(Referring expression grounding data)
########################################

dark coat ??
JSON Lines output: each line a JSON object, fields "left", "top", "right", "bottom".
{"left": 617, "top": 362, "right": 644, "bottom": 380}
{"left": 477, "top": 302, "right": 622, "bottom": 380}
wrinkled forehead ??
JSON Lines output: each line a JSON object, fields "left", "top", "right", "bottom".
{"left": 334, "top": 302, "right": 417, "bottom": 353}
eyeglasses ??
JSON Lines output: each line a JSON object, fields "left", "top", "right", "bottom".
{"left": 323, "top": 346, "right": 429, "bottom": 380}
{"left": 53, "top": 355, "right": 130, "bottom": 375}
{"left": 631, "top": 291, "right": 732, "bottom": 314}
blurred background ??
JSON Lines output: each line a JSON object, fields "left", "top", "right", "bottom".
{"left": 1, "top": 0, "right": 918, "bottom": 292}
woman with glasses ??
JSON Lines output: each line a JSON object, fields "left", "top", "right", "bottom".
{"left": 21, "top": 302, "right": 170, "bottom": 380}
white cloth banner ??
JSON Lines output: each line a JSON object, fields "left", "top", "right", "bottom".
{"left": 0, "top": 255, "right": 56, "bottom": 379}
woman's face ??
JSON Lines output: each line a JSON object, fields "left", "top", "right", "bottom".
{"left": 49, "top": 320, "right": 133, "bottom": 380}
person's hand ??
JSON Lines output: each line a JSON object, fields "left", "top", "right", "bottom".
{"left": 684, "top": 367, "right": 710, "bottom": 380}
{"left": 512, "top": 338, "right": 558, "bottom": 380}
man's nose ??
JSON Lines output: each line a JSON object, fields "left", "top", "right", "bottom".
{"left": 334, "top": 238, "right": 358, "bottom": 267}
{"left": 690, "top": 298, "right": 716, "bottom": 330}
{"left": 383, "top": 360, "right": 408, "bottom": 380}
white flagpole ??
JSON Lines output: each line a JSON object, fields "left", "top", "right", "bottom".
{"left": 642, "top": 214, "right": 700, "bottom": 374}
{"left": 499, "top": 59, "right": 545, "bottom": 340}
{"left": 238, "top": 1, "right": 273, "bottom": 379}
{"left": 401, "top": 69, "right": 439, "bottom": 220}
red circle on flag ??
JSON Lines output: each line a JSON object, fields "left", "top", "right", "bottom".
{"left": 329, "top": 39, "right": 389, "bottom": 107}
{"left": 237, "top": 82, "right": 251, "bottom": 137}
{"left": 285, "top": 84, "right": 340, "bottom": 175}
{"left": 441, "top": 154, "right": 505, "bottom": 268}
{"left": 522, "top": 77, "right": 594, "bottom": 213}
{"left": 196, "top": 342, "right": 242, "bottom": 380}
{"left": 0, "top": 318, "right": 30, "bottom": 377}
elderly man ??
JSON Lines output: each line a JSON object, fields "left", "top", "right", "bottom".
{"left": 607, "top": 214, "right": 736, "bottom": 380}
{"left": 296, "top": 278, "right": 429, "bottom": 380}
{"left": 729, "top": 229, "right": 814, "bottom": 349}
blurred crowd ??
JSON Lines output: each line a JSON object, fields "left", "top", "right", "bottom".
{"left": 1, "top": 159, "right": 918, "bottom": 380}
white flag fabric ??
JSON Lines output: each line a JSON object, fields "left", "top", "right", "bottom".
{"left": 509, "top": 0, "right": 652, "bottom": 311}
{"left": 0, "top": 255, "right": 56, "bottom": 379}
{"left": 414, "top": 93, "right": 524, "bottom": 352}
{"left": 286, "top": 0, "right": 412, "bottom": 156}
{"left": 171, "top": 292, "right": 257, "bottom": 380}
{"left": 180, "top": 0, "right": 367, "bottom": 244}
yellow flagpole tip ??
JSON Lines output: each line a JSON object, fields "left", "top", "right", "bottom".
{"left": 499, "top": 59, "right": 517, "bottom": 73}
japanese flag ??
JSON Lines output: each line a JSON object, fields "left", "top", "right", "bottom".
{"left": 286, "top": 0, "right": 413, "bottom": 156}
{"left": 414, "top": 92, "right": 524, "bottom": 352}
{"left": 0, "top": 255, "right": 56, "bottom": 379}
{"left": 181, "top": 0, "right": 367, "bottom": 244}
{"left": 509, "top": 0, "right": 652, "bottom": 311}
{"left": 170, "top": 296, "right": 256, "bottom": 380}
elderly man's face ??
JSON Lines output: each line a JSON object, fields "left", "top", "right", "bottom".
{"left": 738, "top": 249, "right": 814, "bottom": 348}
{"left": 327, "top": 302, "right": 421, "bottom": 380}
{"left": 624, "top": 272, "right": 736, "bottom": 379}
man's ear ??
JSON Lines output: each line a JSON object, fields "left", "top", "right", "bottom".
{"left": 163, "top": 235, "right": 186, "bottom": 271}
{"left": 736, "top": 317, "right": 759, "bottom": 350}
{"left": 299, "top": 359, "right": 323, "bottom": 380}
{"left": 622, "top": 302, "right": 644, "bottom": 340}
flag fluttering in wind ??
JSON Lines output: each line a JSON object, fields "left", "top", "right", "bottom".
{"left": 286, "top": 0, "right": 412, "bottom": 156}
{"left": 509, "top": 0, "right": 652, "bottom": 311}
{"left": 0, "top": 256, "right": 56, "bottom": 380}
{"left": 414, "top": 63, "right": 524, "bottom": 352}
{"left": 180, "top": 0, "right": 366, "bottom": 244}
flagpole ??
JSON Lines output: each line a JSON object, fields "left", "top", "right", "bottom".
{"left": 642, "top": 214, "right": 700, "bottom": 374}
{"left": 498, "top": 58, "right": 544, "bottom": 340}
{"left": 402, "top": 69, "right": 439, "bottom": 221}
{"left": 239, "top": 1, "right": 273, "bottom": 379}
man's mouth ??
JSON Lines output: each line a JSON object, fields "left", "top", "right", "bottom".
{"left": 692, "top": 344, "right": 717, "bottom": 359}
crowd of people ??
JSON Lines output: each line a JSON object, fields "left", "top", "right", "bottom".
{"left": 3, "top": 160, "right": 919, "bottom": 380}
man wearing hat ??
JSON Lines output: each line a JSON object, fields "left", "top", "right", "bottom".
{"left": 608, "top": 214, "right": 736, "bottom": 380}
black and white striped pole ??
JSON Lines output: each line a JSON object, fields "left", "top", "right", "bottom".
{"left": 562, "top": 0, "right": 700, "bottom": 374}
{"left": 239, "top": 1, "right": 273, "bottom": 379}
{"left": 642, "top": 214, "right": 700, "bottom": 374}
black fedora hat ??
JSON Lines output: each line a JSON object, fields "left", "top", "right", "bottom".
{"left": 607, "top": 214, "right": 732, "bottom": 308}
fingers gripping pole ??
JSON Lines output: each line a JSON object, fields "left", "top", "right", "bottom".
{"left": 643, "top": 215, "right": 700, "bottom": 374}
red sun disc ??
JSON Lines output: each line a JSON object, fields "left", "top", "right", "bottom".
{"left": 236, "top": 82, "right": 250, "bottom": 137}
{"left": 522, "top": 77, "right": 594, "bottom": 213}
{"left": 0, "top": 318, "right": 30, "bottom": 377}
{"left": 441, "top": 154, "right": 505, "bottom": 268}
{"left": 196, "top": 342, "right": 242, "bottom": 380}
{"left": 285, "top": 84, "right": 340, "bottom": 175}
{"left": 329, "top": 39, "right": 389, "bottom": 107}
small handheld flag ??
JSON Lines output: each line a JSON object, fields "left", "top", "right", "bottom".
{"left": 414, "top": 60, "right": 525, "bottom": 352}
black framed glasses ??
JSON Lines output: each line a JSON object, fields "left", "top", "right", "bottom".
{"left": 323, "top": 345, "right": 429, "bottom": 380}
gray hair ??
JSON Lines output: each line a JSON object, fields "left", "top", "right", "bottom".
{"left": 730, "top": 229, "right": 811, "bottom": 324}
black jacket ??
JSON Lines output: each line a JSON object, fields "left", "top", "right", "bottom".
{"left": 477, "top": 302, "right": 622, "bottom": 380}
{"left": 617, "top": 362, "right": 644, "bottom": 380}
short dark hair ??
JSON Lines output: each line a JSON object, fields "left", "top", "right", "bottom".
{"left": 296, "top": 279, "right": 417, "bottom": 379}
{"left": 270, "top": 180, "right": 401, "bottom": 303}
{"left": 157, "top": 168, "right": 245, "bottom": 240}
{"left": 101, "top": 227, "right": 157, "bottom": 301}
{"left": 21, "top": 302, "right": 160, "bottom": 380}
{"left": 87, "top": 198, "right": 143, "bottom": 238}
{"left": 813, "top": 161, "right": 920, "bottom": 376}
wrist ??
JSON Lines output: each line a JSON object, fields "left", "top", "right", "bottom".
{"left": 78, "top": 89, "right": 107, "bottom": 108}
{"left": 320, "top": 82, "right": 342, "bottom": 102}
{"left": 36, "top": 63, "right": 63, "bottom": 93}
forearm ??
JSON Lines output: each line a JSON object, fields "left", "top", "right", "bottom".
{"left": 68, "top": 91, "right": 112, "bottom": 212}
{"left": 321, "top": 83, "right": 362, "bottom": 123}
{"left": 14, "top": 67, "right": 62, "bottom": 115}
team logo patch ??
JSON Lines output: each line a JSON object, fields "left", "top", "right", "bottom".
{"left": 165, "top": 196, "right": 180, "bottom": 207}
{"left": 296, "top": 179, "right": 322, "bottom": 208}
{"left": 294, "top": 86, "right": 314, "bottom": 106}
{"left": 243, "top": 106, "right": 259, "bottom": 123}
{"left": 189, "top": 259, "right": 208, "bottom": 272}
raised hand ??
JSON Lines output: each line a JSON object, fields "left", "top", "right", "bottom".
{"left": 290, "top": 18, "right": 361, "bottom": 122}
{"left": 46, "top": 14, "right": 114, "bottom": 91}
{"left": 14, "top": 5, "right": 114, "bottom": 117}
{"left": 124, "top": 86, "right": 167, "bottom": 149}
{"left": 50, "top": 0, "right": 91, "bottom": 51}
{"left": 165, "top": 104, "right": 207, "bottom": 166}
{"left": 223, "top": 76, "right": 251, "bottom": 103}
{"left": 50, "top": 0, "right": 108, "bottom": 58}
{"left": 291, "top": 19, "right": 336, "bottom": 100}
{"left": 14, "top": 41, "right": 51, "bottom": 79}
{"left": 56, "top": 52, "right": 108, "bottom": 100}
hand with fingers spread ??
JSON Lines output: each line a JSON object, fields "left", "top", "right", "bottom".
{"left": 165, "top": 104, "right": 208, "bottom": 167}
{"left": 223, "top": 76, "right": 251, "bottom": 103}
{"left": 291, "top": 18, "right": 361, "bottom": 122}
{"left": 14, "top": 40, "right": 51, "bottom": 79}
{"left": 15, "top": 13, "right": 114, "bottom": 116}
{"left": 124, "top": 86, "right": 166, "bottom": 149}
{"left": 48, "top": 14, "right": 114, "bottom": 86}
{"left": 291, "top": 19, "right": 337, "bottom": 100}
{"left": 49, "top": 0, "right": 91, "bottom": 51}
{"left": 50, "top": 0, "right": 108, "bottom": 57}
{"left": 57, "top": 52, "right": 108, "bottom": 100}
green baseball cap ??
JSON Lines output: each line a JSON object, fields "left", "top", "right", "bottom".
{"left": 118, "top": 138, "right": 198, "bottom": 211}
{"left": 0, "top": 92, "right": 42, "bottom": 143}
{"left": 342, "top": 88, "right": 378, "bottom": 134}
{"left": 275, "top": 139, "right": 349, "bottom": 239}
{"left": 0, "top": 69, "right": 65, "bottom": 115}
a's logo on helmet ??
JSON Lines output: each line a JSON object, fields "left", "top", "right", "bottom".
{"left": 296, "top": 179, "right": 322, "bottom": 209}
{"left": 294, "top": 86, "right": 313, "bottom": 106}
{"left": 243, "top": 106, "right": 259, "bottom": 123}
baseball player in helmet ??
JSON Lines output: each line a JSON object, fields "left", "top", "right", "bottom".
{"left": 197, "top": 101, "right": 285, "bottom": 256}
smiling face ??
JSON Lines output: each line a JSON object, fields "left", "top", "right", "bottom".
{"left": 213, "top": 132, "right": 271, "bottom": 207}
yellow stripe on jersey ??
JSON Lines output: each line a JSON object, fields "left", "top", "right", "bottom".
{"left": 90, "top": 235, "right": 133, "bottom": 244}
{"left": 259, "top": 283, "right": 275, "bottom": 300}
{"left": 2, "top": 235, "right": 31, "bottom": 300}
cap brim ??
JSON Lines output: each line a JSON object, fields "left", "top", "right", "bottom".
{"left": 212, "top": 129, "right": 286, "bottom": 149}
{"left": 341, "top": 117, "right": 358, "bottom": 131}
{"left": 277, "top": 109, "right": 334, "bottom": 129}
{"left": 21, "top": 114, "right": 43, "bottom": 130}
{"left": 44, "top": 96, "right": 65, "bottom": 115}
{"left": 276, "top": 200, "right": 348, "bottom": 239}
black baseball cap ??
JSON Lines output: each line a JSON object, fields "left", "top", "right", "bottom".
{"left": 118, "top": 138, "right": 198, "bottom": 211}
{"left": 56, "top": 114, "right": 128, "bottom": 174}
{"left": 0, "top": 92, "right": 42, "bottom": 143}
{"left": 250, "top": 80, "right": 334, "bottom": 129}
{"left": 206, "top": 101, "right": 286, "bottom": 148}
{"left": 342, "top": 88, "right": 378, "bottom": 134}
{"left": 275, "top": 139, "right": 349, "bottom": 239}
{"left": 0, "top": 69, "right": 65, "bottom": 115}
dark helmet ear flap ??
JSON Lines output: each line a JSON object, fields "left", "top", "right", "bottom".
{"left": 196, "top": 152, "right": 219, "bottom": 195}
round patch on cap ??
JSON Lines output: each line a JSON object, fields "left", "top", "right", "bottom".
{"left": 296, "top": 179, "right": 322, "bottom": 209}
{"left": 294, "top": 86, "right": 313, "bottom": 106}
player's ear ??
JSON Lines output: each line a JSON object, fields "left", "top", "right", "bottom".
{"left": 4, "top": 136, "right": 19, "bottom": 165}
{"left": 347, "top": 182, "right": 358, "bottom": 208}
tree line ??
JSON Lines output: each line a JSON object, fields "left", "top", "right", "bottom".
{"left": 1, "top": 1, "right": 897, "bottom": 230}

########################################

#### [What you have to do]
Output the first line of the entries above and every line after it, exactly as written, ending with the line that contains "blurred background ??".

#### [Exercise response]
dark coat ??
JSON Lines output: each line a JSON object, fields "left", "top", "right", "bottom".
{"left": 617, "top": 362, "right": 644, "bottom": 380}
{"left": 477, "top": 302, "right": 622, "bottom": 380}
wrinkled forehead ??
JSON Lines output: each line a JSON object, fields "left", "top", "right", "bottom".
{"left": 334, "top": 302, "right": 417, "bottom": 353}
eyeglasses ??
JSON Lines output: each line a JSON object, fields "left", "top", "right", "bottom".
{"left": 323, "top": 346, "right": 429, "bottom": 380}
{"left": 53, "top": 355, "right": 130, "bottom": 375}
{"left": 631, "top": 291, "right": 732, "bottom": 314}
blurred background ??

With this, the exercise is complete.